- **RECORDS TO PROCESS**:
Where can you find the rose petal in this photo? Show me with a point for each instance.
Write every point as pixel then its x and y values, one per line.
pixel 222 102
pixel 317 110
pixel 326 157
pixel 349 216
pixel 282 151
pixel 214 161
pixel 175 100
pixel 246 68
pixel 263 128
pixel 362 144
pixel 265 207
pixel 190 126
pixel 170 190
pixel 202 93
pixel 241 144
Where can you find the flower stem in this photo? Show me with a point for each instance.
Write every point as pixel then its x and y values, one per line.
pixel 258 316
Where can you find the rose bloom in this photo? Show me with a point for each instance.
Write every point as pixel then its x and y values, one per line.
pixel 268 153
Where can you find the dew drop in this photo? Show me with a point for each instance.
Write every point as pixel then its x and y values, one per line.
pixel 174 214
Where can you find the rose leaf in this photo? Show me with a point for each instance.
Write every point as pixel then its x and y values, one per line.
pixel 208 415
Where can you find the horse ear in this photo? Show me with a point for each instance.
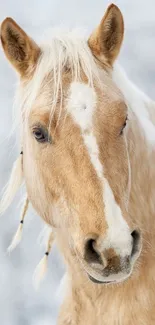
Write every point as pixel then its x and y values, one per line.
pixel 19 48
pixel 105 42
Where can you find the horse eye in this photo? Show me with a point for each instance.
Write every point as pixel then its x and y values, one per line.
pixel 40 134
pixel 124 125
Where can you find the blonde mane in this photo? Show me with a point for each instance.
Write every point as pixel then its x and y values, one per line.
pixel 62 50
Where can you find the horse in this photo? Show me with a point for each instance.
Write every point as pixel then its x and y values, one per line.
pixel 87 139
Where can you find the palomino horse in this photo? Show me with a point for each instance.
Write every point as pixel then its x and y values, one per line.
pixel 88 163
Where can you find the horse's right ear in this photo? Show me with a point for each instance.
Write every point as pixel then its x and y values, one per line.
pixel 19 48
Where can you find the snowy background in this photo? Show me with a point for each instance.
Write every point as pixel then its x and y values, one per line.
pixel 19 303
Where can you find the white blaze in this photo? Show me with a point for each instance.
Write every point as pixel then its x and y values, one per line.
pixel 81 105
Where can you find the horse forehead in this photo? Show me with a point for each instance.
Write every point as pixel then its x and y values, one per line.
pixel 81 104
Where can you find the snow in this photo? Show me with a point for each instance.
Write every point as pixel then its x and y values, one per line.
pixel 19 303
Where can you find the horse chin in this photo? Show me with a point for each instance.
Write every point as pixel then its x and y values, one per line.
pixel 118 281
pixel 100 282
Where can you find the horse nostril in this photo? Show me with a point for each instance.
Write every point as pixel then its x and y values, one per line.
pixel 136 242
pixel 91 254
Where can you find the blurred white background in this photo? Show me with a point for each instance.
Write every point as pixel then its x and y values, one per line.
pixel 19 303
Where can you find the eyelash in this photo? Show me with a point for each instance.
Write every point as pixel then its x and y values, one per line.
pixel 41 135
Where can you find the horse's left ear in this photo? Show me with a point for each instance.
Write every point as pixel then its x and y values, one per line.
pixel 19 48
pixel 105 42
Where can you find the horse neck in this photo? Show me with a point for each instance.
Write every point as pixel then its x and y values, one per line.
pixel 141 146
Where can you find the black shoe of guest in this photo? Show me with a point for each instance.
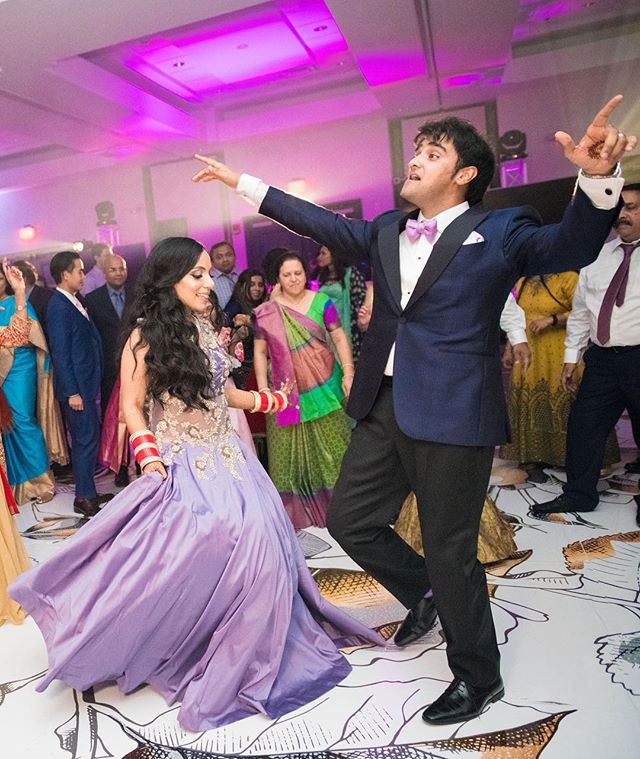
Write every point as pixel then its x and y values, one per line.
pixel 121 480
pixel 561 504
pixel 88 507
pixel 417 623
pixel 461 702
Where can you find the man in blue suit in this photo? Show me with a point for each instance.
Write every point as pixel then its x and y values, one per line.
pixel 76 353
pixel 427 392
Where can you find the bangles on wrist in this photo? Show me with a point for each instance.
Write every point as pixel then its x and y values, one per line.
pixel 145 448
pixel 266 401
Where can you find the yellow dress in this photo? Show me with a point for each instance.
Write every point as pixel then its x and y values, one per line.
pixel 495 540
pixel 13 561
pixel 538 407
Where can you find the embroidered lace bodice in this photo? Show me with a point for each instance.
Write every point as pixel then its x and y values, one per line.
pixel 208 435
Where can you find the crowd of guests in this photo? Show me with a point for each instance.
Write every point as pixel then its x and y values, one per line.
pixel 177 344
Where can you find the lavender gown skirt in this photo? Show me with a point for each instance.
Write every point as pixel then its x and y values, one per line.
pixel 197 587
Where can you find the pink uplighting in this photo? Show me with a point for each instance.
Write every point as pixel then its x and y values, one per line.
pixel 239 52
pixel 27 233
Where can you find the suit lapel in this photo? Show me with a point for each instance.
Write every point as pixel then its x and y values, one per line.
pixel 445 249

- **ABOUT THIS EXERCISE**: Leave the images out as you retype each line of the material exactly.

- **ANSWER SPACE**:
Where can you find the rose petal in this photo? Show me with a point for each instance.
Write every point as pixel then its x and y values, one per line.
pixel 222 102
pixel 317 110
pixel 326 157
pixel 349 216
pixel 282 151
pixel 214 161
pixel 175 100
pixel 246 68
pixel 263 128
pixel 362 144
pixel 265 207
pixel 190 126
pixel 170 190
pixel 202 93
pixel 241 144
Where can you find the flower stem in this photo? Show me with a point for each instance.
Write every point as pixel then its x and y values, one per line.
pixel 258 316
Where can you find the rose bloom in this photo? Show me with a point for each instance.
Write every point as pixel then its x and y values, one per line.
pixel 268 153
Where can you find the dew drop in this photo? Show me with a point for each instance.
Write every point as pixel then its x and y values, one per line.
pixel 174 214
Where can you find the rose leaf in this photo? Show me with a point for each instance.
Write every point as pixel then its x and y values, one per line.
pixel 208 415
Where can you find the horse ear in this photo? Show me with a point for each instance.
Write every point as pixel then its x and y values, one per line.
pixel 19 48
pixel 105 42
Where can you find the horse eye in this photo? Show me with a point for each instance.
Write every point as pixel then its x and y values, one per line.
pixel 40 134
pixel 124 125
Where can you find the blonde mane in this photo? Show me with a point for each instance.
Write every point as pixel then its x and y values, one per line.
pixel 62 50
Where can you find the horse in this photo? Show me with a point for each instance.
Write every point as pixel then its x and y values, one per line.
pixel 87 139
Where can you find the palomino horse in this photo? Show me with a point for each instance.
Write every point as pixel then its x and y values, one per line.
pixel 88 163
Where can you find the horse's right ear in this photo? Show me with a point for each instance.
Write every point as pixel then its x and y values, one per line.
pixel 19 48
Where can you find the snowy background in this photo? Show me with a point for each instance.
Write every point as pixel then its x and y values, one per line.
pixel 19 303
Where can you find the white blaze in this photo? Show me with a point for each instance.
Write every point as pixel then its x and y values, one per line.
pixel 81 105
Where can you find the horse forehead in this photo? Show me with a point for each instance.
Write every point as pixel then its x and y values, one per line.
pixel 81 104
Where can you find the snow in this photo? Show me with a point for each instance.
Write every point as pixel then its x and y values, one per line.
pixel 19 303
Where can you find the horse chin in this photo? Show me with a point for each instance.
Write every point as pixel then its x and y values, one per line.
pixel 118 281
pixel 100 282
Where can you find the horse nostril in this photo? Show me with a point for each instance.
Write every point as pixel then its x and y values, one per line.
pixel 136 242
pixel 91 254
Where can you find the blurred white background in this photo? Show me with a point for each instance.
Write every point as pixel then its x and y values, one per line.
pixel 19 303
Where can you find the eyelash in this photo? Show me with a point for each instance.
Write every point as pixel then its x and y values, one per line.
pixel 41 135
Where can you find the horse's left ear in this photo? Show me with a point for each instance.
Write every point as pixel then its x and y values, one per line.
pixel 19 48
pixel 105 42
Where can you find the horse neck in this photo? Show me with a point for each instance.
Write every point as pixel then its x and y values, one per line.
pixel 141 146
Where can you find the black shoe of guest in this photo? Show me with a point for each instance.
Write every point as pixel then its x and y values, one per line.
pixel 121 480
pixel 561 504
pixel 88 507
pixel 417 623
pixel 461 702
Where can you find the man in blue suit in this photo? Show me with a point for each instance.
Write every point as pixel then its x and y values, one per line.
pixel 76 353
pixel 427 392
Where can you find the bangles on wrist in this photo? Show me with a point for each instance.
Write every point as pixel then its x and y values, one per line.
pixel 145 448
pixel 266 401
Where can you find the yellow dress in this photo? Show me with a point for each instance.
Write every point as pixel then its x and y values, one per line.
pixel 495 540
pixel 13 561
pixel 538 407
Where can you find the embroidered lace bodice in this photo? Show me with a point for each instance.
Write every point as pixel then its x and y values, one per line.
pixel 208 435
Where can you find the crowd of guests in this photo? Show me with a point for each instance.
Write every point as pixel then its x and y values, one per line.
pixel 177 344
Where can you find the lavender gown skirt in this photo? Show me with a point for each instance.
Write every point as pixel then its x and y values, one per line.
pixel 197 587
Where can you find the pink uplighting in this photo? Show me with a point for each instance.
Write every point as pixel then its x and y values, one per line.
pixel 239 52
pixel 27 233
Where can you find the suit lapel in this photo? Show me with a point for each instance.
Write every point as pixel then its x and y values, one per line.
pixel 445 249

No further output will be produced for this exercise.